→ **Point-per-instance localization data**
__________

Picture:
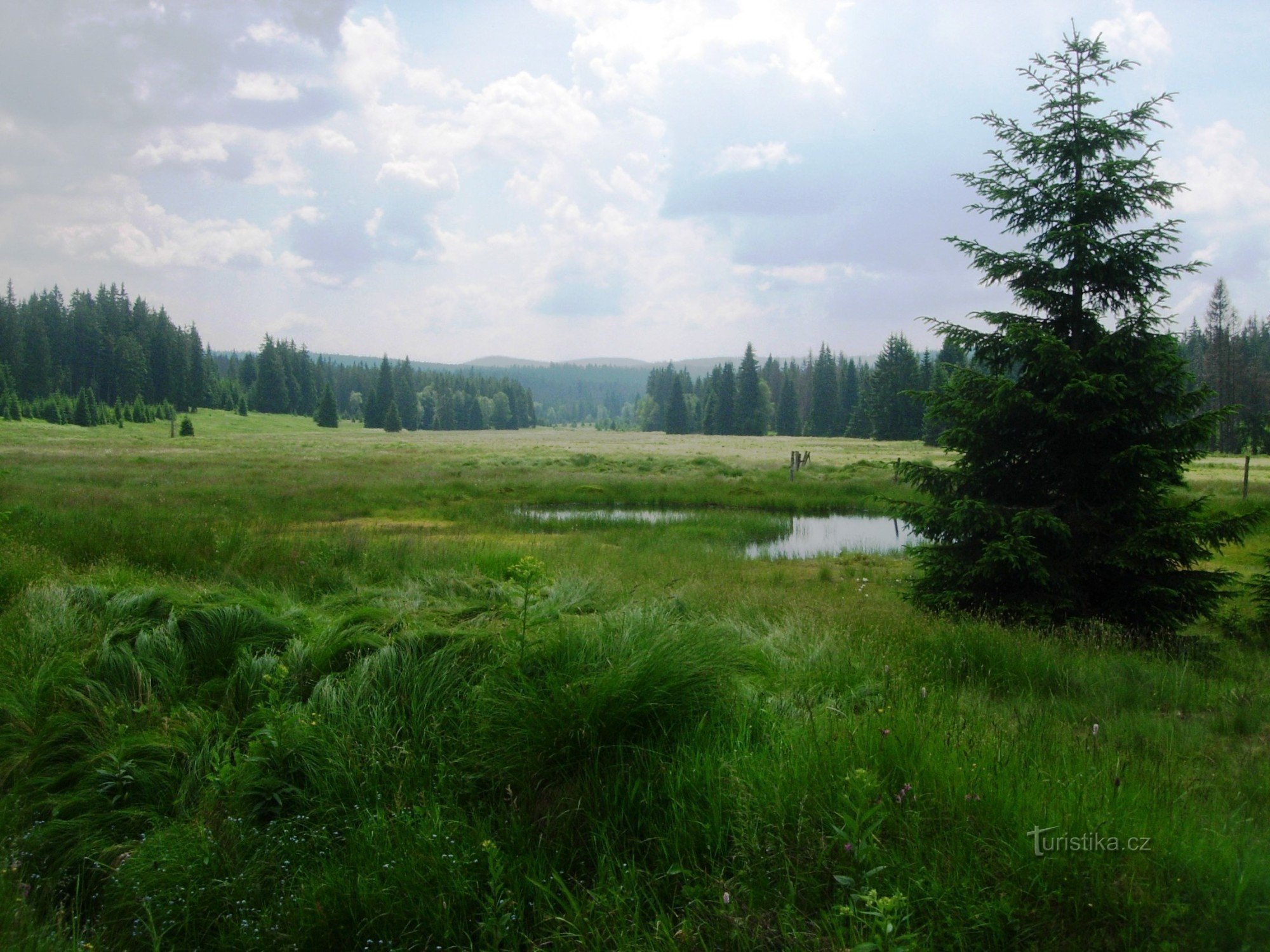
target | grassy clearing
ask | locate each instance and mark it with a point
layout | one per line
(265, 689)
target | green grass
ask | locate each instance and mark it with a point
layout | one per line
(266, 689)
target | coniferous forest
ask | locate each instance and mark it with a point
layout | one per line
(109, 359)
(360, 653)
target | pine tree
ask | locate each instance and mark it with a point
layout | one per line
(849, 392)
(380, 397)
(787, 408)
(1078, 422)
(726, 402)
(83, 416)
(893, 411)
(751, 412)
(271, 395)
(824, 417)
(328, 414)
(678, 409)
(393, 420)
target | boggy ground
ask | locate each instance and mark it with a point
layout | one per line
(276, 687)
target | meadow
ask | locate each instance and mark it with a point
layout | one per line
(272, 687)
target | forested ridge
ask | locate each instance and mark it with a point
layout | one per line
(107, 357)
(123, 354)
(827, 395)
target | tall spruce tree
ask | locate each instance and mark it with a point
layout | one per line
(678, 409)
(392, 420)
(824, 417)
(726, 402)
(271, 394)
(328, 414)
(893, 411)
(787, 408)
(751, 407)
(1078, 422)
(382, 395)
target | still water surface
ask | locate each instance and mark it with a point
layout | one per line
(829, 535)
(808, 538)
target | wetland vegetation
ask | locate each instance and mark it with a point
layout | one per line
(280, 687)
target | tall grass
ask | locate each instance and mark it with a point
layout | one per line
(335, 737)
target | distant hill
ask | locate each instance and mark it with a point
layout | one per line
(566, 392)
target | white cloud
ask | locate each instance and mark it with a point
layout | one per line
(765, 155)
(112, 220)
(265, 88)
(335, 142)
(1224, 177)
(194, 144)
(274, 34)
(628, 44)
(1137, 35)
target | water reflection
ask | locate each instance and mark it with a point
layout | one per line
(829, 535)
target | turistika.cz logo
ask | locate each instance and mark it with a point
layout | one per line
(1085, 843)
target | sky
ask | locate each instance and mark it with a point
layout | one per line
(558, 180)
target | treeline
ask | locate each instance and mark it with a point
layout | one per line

__________

Filter the data above, keeping only lines that include the string "water".

→ **Final answer**
target | still water surface
target | water reflection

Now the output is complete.